*** Opening Source records ***
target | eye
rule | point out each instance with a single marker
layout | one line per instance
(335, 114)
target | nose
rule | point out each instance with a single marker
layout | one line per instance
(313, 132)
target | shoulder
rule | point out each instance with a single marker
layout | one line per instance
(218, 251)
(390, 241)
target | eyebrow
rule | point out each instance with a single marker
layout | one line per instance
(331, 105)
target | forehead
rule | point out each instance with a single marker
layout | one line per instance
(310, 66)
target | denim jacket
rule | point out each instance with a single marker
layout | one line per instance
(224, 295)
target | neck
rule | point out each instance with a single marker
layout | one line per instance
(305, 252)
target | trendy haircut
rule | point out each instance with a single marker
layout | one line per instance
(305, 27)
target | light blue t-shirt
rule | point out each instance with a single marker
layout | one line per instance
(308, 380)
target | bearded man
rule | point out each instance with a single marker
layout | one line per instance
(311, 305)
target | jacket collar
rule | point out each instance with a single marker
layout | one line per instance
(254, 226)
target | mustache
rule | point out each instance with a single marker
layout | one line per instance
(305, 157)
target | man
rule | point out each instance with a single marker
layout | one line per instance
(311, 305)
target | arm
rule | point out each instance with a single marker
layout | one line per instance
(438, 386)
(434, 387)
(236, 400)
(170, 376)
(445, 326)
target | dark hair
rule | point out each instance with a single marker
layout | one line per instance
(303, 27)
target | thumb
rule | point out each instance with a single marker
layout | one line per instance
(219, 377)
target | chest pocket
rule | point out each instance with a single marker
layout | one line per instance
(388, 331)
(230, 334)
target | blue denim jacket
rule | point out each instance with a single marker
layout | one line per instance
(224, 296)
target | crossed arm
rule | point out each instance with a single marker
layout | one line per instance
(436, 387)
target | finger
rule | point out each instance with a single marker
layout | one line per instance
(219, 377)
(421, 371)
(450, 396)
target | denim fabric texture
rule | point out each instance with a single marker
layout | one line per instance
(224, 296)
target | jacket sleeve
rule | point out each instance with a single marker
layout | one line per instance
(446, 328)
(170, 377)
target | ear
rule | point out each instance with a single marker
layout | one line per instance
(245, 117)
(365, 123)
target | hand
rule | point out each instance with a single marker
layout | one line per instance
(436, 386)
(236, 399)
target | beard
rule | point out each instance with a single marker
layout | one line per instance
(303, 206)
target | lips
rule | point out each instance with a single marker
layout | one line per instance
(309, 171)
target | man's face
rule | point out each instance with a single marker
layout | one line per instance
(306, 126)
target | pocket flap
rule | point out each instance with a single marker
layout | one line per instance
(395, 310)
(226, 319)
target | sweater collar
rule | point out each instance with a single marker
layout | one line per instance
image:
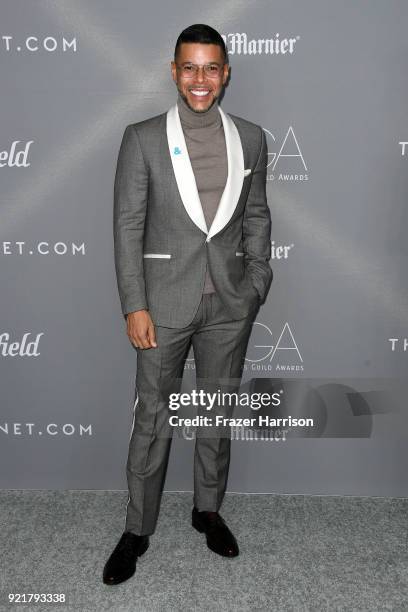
(191, 119)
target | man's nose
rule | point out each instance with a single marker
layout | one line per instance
(200, 73)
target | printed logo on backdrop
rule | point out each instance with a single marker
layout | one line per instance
(398, 345)
(404, 147)
(35, 44)
(16, 156)
(20, 247)
(286, 161)
(280, 251)
(239, 43)
(265, 354)
(26, 347)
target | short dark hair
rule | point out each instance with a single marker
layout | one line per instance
(204, 34)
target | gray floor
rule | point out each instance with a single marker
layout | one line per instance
(297, 553)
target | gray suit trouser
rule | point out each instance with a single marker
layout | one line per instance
(219, 346)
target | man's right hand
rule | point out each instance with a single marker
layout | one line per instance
(140, 329)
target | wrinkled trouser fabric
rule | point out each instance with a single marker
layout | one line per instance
(219, 346)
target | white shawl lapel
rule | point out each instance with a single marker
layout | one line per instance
(184, 174)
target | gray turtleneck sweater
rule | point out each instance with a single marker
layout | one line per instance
(205, 140)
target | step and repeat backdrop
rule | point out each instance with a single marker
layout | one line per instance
(327, 81)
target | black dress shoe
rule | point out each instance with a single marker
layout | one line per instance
(121, 565)
(219, 538)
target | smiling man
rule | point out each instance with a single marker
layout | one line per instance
(192, 249)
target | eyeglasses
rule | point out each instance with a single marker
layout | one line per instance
(210, 70)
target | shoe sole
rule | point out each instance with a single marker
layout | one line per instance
(126, 577)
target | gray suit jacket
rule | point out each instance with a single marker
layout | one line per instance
(161, 240)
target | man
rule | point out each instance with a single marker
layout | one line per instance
(192, 246)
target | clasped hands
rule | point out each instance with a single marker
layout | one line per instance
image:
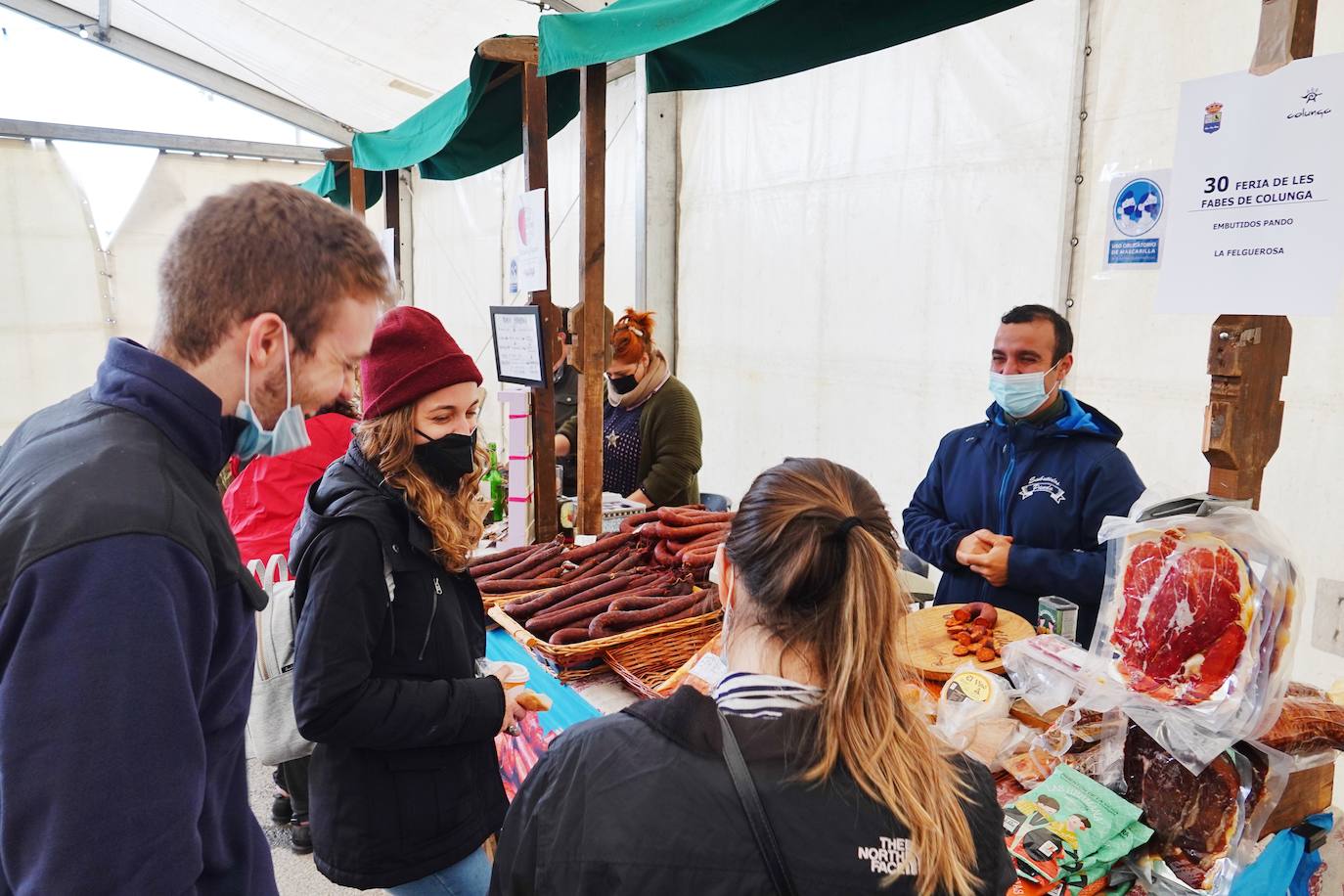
*** Closing Source records ***
_What is needed_. Transcribe every record above exactly, leaving out the pictures.

_Task response_.
target | eye
rule | point out each instance with a single marker
layout | one line per instance
(335, 114)
target | nose
rule | point out each instance with a single marker
layout | one line per instance
(313, 132)
target | shoulder
rule | point out each instance with a single marker
layout | one line per instance
(218, 251)
(390, 241)
target | eyebrow
rule | point out each instance with a single marker
layout | one line per instance
(331, 105)
target | forehead
rule | point out each instance with a single marker
layout | one line per instance
(310, 66)
target | denim jacket
rule | point out each instance with a single marker
layout | one line per instance
(224, 295)
target | neck
rule | point out each instance with a single marker
layout | one line per instance
(305, 252)
target | trendy haircut
rule | point out each instance with a single marker
layout | one line per instance
(305, 27)
target | light blue t-shirt
rule | point out each instance with a single marker
layout | one line per instance
(308, 380)
target | bearded man
rule | point out each instance with a single marker
layout | one line per instance
(311, 305)
target | jacket collar
rule | point out each instance with a single marker
layout | one line per instance
(254, 226)
target | mustache
rule | point out each instance with a single marker
layout | one line per instance
(305, 157)
target | man
rule | point out each instance with a single marker
layout | one line per instance
(311, 305)
target | arm
rule | point out each instance with a single marker
layout | one line per instance
(438, 386)
(434, 387)
(236, 400)
(170, 376)
(445, 326)
target | dark hair
rule | point out each instance with a single marker
layout | one line per instance
(303, 27)
target | thumb
rule | point out each instance with a single marker
layout | one line per instance
(219, 377)
target | chest pocket
rule | point out each instance with a single marker
layout | one line per instance
(388, 331)
(230, 334)
target | blue denim jacket
rule | point out each instance with a single marker
layout | one line per instance
(224, 296)
target | crossed arm
rule | point out each instance with a single marker
layout | one line per instance
(436, 387)
target | finger
rule | point out each instance with a single marker
layout | one line per instance
(219, 377)
(421, 371)
(450, 396)
target | denim fabric texture
rule | point out each instance with a single marker
layout | one line per instance
(224, 296)
target | jacket sleeve
rule | point out each instance with a single marker
layout | one line per instance
(446, 328)
(170, 377)
target | ear
rule | point out each instance with a single marker
layout | one line per instance
(245, 117)
(365, 123)
target | hand
rule | point out each instance with a single marker
layout | one line per instance
(436, 386)
(236, 399)
target | beard
rule | point out each instance with a single marker
layout | one line per instance
(303, 206)
target | lips
rule | point out each instance with a single marker
layout | one line per instance
(309, 171)
target | man's face
rule | point out each instance with a single marker
layout | one line per instance
(306, 126)
target | pocket flap
rule | point out each instance with a single marker
layout | one line per instance
(395, 310)
(226, 319)
target | sweater collar
rule | point out each instance with a single marker
layout | one line per instance
image:
(191, 119)
target | man's nose
rule | point out each instance with a single marker
layout | one line per instance
(200, 73)
target | printed logo on backdrop
rule | point out each instance with a single marker
layout | one line per instance
(398, 345)
(404, 147)
(35, 44)
(16, 156)
(20, 247)
(286, 161)
(280, 251)
(239, 43)
(265, 354)
(26, 347)
target | short dark hair
rule | point out each instance with a single marker
layout | one line per instance
(204, 34)
target | gray floor
rule | point out each instance with a single marker
layout | one line per instance
(297, 553)
target | gray suit trouser
rule | point out each instance with a single marker
layout | one line per instance
(219, 346)
target | man's right hand
rule | point out each instance with a single marker
layout | one line per instance
(140, 329)
target | wrinkled trouser fabric
rule | point out each instance with a single marker
layout | one line per instance
(219, 346)
target | white shawl lapel
rule | point out each instance with a single marker
layout | one line per instance
(184, 174)
target | gray turtleneck sweater
rule | point out each instance with a single marker
layout | one line per instance
(205, 140)
target | step and repeat backdrop
rule | point out each instance with a single marker
layout | one line per instance
(327, 81)
target | black dress shoe
rule | point out each instance with a single marker
layout | one line per instance
(121, 565)
(219, 538)
target | smiling man
rule | point out each instance with a single marker
layout | one line per instance
(192, 249)
target | eyeglasses
rule | point out each instance with a single marker
layout | one line per instance
(210, 70)
target | shoe sole
rule | point out each instance with a single marker
layout | one line per instance
(126, 577)
target | gray suit jacket
rule | point out each instance with a single marker
layout | one line per instance
(161, 240)
target | man
rule | point out each instance with a single marker
layout | one line per instance
(192, 246)
target | clasped hands
rule | point out each instance with a single marker
layout | one line per instance
image:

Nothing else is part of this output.